- RECORDS SUPPLIED -
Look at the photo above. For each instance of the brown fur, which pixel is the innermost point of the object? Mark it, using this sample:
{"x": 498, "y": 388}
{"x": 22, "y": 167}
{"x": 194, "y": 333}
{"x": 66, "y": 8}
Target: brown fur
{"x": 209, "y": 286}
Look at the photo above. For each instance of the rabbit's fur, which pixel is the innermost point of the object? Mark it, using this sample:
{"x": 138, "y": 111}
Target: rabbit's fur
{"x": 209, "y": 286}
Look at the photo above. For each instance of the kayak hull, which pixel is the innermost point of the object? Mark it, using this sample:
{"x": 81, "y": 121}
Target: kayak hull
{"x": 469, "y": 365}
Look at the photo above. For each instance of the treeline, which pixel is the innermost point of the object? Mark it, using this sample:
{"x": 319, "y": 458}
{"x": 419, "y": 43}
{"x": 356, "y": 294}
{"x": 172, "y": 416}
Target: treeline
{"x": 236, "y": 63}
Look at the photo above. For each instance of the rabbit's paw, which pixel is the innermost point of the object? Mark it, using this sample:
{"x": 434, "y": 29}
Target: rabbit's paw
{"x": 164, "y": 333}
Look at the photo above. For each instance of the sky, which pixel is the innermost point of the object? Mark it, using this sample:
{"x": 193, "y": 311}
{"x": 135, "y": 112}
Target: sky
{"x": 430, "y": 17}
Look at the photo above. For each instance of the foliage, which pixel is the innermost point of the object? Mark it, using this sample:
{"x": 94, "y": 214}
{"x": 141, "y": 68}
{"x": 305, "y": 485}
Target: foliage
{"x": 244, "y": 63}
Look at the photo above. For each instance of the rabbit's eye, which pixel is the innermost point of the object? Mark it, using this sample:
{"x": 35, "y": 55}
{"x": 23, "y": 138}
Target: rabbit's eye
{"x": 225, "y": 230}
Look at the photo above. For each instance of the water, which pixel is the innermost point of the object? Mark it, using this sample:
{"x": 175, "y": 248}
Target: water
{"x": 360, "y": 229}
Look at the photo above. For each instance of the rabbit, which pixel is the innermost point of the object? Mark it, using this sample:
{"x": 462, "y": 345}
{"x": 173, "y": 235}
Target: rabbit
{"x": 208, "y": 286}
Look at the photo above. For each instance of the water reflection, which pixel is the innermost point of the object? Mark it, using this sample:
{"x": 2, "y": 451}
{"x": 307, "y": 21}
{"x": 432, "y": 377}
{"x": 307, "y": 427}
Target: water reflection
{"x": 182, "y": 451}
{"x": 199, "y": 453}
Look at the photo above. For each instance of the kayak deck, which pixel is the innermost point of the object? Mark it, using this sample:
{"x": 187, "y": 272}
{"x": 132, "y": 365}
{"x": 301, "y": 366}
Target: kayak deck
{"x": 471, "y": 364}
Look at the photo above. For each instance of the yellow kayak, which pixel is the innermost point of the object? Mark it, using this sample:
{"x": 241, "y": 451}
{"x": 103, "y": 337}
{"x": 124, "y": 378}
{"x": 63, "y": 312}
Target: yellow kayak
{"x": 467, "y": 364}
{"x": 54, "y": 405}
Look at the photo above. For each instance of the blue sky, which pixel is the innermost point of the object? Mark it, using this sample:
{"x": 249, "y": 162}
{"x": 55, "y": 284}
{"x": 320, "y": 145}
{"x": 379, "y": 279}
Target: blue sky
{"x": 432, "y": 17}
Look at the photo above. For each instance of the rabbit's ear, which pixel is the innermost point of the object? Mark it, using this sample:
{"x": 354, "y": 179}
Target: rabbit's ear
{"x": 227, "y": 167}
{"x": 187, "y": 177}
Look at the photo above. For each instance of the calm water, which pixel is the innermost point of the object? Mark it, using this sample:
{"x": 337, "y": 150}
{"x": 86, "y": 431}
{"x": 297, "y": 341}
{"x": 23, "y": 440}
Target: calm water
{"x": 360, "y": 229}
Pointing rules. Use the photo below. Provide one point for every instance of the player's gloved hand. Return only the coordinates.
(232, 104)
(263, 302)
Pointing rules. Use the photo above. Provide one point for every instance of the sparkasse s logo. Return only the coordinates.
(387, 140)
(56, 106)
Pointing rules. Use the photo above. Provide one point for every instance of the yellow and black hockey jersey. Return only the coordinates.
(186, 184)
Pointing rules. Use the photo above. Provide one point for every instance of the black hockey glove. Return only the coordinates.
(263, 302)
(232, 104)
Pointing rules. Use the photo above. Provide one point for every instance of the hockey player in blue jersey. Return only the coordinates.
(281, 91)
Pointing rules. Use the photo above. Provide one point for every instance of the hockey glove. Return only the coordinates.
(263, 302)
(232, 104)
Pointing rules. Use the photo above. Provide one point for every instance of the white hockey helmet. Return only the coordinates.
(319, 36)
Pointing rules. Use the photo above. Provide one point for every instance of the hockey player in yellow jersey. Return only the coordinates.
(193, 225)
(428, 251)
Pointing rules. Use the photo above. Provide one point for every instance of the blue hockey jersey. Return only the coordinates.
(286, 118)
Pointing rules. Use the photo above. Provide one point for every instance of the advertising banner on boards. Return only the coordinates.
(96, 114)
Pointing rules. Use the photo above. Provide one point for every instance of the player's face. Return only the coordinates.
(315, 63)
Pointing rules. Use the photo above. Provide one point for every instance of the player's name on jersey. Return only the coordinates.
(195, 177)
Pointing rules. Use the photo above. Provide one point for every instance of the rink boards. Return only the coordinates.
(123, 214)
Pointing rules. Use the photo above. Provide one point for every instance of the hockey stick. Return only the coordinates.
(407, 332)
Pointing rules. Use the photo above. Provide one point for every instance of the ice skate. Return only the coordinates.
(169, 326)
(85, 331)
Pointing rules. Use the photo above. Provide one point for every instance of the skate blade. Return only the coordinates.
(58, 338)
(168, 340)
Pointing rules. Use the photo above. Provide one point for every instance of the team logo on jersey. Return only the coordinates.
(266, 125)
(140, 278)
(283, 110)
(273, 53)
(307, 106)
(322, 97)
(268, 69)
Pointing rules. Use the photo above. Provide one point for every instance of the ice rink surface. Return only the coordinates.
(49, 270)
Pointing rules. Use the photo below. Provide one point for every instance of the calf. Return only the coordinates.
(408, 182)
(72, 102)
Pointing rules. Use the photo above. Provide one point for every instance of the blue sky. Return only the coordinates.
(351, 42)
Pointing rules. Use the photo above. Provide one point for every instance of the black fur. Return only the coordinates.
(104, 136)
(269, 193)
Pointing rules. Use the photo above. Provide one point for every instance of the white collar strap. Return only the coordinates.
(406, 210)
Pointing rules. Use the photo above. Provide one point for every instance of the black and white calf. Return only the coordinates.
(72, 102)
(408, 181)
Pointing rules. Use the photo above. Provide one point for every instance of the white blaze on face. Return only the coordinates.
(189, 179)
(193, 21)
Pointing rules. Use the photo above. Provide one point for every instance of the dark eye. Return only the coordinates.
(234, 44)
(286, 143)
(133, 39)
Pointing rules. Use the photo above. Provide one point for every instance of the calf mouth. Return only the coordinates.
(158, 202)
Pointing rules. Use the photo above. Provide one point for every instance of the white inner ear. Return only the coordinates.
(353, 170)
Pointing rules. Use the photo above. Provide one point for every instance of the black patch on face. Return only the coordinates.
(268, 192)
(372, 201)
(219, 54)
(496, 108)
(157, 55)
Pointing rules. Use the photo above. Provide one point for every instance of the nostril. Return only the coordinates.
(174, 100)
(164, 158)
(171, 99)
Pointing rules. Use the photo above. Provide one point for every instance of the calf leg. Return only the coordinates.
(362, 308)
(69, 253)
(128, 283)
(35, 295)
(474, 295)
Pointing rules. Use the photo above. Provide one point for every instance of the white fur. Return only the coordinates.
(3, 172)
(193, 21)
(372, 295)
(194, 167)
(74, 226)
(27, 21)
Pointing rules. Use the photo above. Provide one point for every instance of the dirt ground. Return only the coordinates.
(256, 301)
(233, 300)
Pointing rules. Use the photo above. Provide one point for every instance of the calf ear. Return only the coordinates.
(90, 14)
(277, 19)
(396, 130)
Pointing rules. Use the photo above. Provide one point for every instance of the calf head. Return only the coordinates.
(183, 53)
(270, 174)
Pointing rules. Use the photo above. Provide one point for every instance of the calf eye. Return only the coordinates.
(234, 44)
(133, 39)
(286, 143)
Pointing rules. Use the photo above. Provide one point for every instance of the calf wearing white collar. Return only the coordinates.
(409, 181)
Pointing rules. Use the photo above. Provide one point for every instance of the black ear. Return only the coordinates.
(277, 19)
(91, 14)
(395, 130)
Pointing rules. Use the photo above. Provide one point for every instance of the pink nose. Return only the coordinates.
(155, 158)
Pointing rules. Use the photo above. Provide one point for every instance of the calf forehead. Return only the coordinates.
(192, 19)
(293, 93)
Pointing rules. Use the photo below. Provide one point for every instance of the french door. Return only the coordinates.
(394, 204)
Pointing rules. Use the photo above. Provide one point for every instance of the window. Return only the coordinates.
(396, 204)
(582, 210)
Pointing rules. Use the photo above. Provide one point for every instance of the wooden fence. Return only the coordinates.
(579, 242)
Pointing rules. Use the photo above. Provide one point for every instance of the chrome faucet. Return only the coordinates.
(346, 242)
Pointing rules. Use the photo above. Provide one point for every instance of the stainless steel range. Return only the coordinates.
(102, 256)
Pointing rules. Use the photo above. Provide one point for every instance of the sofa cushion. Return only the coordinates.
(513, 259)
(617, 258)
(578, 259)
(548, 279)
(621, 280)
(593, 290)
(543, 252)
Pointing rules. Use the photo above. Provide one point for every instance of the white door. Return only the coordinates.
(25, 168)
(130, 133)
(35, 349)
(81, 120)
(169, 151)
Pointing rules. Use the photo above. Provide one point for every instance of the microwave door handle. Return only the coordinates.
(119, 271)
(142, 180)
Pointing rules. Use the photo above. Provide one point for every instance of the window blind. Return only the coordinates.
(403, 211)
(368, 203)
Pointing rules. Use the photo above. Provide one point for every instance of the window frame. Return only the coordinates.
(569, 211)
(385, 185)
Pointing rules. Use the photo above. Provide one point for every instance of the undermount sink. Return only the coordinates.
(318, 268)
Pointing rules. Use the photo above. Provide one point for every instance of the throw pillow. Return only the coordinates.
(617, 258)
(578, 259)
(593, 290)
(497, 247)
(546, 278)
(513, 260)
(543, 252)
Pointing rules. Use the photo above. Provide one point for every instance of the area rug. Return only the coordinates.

- YOUR OBJECTIVE -
Leave out every line before the one containing "frame. Return only the coordinates.". Transcribe that line and all lines after it through the end of the data above, exactly.

- EXPECTED OUTPUT -
Pointing rules. Use the photo above. Provide one point for every instance of the window frame. Return only the coordinates.
(569, 211)
(385, 185)
Pointing rules. Use the photo above. Provide one point for every instance of the undermount sink. Return only the coordinates.
(318, 268)
Pointing rules. Use the photo above. Provide one point for every instance of the throw pillow. Return only the coordinates.
(617, 258)
(578, 259)
(593, 290)
(497, 247)
(546, 278)
(513, 260)
(543, 252)
Pointing rules. Use the photo above. Provide one point for every instance of the area rug. Return only the coordinates.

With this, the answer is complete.